------ Records shown
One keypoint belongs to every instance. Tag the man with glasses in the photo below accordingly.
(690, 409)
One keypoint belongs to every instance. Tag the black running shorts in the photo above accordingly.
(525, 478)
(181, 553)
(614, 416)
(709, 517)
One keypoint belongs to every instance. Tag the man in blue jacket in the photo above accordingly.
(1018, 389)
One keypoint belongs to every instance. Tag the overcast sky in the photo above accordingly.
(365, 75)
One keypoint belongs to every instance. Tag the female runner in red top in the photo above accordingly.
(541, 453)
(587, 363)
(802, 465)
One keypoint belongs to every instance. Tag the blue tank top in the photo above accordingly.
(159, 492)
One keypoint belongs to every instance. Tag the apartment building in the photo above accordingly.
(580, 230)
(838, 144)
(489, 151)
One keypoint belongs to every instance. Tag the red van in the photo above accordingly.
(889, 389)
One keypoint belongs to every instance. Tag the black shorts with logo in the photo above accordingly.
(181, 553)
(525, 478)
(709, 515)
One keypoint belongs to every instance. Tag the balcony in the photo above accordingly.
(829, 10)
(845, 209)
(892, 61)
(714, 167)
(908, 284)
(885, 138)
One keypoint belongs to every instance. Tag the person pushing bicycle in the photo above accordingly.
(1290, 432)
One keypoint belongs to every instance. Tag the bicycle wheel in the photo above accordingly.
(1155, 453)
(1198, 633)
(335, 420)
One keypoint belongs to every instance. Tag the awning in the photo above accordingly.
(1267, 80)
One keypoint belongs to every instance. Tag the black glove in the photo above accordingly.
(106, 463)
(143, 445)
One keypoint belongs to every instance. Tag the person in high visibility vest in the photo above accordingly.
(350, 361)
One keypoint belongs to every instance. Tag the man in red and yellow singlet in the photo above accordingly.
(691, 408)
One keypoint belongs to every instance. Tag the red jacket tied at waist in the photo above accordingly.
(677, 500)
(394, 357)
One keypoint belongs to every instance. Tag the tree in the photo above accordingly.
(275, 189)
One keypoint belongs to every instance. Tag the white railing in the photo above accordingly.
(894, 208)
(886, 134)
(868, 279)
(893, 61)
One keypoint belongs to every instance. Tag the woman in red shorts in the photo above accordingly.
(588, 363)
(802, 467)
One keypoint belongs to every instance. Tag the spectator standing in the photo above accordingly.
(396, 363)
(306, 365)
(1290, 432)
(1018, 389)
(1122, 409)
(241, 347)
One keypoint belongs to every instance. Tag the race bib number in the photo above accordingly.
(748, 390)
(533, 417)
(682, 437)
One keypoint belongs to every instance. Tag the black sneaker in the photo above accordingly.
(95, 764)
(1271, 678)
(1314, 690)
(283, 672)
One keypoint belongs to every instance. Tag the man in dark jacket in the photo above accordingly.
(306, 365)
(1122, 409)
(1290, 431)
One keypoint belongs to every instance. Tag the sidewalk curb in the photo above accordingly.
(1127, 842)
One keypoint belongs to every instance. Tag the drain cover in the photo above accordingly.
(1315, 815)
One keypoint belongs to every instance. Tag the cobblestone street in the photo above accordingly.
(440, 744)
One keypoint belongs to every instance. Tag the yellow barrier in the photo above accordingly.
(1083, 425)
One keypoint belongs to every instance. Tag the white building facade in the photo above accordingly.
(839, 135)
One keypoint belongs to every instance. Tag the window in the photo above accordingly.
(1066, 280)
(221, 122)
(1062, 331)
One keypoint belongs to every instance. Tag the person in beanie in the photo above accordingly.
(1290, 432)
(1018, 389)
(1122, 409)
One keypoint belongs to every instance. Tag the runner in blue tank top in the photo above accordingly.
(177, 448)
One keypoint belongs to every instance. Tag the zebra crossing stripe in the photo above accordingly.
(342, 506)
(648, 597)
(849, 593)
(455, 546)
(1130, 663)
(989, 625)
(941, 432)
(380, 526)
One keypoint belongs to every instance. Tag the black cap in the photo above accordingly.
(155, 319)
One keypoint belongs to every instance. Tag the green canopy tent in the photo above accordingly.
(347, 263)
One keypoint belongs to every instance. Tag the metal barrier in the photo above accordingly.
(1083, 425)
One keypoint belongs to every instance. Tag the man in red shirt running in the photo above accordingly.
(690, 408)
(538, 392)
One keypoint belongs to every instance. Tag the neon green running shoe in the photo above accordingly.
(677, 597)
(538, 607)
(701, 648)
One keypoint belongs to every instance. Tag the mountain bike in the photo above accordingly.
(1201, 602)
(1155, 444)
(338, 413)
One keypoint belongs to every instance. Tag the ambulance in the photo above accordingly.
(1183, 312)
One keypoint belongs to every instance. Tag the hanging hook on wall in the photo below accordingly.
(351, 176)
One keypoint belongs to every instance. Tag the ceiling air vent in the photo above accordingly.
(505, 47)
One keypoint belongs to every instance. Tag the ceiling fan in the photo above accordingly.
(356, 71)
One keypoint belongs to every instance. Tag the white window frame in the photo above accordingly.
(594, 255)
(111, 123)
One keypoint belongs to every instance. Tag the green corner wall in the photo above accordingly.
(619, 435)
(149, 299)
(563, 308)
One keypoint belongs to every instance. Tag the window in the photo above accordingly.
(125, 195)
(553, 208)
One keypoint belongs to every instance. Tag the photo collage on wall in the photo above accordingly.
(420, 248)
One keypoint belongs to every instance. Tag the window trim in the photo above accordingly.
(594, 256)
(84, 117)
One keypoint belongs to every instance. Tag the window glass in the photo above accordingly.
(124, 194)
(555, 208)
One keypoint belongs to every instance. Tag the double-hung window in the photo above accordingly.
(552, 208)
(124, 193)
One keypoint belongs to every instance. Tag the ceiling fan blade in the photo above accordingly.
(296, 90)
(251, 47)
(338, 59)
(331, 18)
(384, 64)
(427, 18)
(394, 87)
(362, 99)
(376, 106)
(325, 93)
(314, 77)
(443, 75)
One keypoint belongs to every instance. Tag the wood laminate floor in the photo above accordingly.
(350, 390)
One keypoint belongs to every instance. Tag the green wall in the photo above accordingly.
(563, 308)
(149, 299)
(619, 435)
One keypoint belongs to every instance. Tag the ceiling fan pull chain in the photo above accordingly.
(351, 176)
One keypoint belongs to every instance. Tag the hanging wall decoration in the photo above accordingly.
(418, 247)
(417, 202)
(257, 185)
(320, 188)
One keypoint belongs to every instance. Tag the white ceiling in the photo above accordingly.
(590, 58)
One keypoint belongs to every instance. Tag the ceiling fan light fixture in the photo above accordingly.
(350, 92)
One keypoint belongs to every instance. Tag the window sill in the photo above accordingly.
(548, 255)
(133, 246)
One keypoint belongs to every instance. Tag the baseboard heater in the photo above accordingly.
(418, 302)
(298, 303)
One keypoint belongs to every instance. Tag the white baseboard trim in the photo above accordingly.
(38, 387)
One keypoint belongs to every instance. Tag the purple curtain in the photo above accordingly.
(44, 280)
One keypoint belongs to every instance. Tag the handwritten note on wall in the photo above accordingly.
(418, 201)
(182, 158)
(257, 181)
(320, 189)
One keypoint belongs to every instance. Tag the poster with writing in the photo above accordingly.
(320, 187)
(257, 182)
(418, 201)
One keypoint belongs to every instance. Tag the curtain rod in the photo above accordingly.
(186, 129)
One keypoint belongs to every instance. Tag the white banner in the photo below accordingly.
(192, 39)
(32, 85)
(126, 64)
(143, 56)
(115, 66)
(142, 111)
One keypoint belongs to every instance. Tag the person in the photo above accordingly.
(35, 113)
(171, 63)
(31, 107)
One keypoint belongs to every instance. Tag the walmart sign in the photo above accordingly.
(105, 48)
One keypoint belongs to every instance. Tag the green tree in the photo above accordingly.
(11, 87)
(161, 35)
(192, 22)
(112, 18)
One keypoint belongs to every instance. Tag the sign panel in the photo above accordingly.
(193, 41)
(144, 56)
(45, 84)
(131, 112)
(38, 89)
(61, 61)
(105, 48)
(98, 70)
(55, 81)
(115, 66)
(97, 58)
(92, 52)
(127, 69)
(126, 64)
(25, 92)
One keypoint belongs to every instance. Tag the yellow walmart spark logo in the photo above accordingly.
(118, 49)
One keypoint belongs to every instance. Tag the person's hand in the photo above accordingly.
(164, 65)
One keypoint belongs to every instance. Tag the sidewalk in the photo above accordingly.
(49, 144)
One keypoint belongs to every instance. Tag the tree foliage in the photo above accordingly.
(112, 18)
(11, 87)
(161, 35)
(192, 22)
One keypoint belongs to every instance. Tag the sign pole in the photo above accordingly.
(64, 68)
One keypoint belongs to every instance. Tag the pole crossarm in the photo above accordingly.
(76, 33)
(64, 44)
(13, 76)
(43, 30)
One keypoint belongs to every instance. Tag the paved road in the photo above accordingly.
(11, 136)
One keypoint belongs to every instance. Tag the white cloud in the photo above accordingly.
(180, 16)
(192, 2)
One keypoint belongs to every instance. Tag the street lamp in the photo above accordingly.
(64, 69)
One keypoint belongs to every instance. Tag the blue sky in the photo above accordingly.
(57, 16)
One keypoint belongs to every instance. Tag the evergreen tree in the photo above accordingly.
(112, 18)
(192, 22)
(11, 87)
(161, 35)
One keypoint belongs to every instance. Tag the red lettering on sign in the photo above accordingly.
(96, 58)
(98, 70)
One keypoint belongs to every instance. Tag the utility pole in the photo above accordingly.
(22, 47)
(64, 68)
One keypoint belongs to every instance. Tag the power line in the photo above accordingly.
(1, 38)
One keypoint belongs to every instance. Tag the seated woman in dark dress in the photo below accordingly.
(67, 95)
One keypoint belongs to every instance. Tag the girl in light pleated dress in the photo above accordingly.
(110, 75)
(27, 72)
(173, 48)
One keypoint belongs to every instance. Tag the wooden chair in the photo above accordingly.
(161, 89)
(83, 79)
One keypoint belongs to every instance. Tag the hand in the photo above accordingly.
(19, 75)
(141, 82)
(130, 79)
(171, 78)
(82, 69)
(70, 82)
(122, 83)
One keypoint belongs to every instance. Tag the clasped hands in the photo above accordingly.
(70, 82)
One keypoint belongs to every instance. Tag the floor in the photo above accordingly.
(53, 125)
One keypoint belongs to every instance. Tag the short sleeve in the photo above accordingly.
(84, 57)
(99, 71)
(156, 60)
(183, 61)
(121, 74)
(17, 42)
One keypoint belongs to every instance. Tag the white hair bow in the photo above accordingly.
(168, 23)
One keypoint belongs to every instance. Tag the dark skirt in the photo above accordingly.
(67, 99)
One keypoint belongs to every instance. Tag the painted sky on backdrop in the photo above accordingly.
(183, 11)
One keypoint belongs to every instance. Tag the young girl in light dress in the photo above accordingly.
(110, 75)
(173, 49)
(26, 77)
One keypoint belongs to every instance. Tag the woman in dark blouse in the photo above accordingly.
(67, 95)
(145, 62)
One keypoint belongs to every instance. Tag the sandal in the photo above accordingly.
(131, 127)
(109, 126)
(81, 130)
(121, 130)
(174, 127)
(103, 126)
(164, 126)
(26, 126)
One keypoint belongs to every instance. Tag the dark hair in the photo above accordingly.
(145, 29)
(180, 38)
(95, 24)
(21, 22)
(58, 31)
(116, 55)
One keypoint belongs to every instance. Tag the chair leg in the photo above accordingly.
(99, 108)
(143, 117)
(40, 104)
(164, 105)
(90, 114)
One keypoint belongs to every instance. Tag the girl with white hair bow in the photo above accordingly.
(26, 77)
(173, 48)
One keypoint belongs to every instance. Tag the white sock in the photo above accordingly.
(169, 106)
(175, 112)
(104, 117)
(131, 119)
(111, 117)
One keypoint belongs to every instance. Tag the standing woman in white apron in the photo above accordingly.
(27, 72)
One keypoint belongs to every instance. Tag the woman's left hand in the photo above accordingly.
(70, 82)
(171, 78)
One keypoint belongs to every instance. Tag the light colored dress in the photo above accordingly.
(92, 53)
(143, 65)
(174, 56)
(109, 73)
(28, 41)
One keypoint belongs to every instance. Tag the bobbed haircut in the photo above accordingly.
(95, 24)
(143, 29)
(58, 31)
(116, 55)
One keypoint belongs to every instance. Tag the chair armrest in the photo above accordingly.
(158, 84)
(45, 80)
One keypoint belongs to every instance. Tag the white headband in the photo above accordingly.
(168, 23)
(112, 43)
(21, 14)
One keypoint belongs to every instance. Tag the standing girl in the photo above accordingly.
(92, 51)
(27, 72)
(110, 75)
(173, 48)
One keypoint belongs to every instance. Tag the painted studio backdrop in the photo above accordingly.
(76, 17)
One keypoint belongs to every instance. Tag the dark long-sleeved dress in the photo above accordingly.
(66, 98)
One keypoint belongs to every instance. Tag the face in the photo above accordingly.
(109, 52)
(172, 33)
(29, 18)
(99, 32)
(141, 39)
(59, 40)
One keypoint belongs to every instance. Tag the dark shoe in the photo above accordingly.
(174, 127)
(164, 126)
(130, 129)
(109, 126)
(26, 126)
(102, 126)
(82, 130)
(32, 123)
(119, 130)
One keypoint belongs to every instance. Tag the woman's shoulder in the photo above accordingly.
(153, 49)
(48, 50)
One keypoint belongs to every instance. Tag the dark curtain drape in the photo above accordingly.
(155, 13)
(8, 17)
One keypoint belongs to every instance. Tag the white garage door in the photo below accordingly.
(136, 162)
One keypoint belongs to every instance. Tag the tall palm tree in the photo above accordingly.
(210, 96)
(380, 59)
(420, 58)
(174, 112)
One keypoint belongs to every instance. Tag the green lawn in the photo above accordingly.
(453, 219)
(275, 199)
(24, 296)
------------
▶ _The problem_:
Print exactly the lines from the one containing "One keypoint belongs to every instance. Tag the white garage" through the last line of the records above, both included.

▶ _Result of the task_:
One keypoint belongs to every instance. Tag the white garage door in the photo below accordingly.
(136, 162)
One keypoint belongs to every instance. Tag the tall palm tree in the photo above accordingly.
(210, 96)
(380, 59)
(420, 58)
(174, 112)
One keypoint belongs to every instance. Tag the green lawn in the photo above accordingly.
(453, 219)
(275, 199)
(24, 296)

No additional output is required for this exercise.